» TEXTE FOURNI
┌────────
M. Martial Bourquin, président, a insisté sur l'importance d'un traitement social de transition intervenant plus en amont afin de lisser des situations parfois critiques et de permettre la mise en place d'un filet de sécurité de prévention.
M. Jean-Jacques Mirassou a regretté que des incompréhensions, voire des obstacles au niveau local perturbent le bon fonctionnement de ce fonds et que les procédures ne puissent pas être accélérées.
M. Michel Teston a constaté que la désindustrialisation de la partie occidentale de l'Union européenne s'expliquait en partie par la mondialisation de l'économie et par la concurrence au sein même de l'Union, les entreprises étant attirées par l'Europe orientale en raison du coût de production inférieur et s'est interrogé sur l'opportunité d'approfondir une réflexion sur l'harmonisation.
M. Jean-Jacques Mirassou a estimé que les pays non-vertueux en termes de conditions du travail devraient être mis devant leurs responsabilités.
└────────
» EXERCICE 1
Selon le texte fourni, pourquoi les entreprises sont-elles attirées par l'Europe orientale ? Répondez en une à trois phrases.
» EXERCICE 2
Quelle fonction le texte fourni attribue-t-il à M. Martial Bourquin ?

» DONNÉES ÉTUDIÉES
┌────────
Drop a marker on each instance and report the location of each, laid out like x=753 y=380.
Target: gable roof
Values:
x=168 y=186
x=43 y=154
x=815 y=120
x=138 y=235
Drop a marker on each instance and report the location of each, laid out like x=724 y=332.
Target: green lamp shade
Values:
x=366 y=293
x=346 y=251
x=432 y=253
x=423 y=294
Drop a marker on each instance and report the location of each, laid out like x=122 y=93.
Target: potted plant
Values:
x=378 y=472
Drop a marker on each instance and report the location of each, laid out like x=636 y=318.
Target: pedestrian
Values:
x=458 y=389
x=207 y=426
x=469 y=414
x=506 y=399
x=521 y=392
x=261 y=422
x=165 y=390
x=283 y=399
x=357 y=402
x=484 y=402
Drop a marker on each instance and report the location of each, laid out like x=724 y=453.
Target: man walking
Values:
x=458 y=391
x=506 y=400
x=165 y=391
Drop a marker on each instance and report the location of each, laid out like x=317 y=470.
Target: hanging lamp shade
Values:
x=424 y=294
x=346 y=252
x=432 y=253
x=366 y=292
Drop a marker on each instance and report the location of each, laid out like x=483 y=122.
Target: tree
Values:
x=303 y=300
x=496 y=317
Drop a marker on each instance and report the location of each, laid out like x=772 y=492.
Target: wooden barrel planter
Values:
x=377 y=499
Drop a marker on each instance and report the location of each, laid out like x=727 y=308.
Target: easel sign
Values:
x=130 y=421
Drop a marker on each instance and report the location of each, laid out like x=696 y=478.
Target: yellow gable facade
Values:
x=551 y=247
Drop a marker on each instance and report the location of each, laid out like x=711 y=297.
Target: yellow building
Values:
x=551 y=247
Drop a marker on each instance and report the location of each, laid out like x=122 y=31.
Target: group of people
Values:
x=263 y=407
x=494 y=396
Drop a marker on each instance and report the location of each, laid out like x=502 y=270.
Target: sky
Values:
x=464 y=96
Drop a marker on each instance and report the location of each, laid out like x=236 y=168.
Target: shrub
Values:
└────────
» RÉPONSE RÉDIGÉE 1
Selon M. Michel Teston, le coût de production y est inférieur, ce qui attire les entreprises. Avec la mondialisation de l'économie et la concurrence au sein même de l'Union, ce facteur explique en partie la désindustrialisation de la partie occidentale de l'Union européenne.

» RÉPONSE RÉDIGÉE 2
Il est président.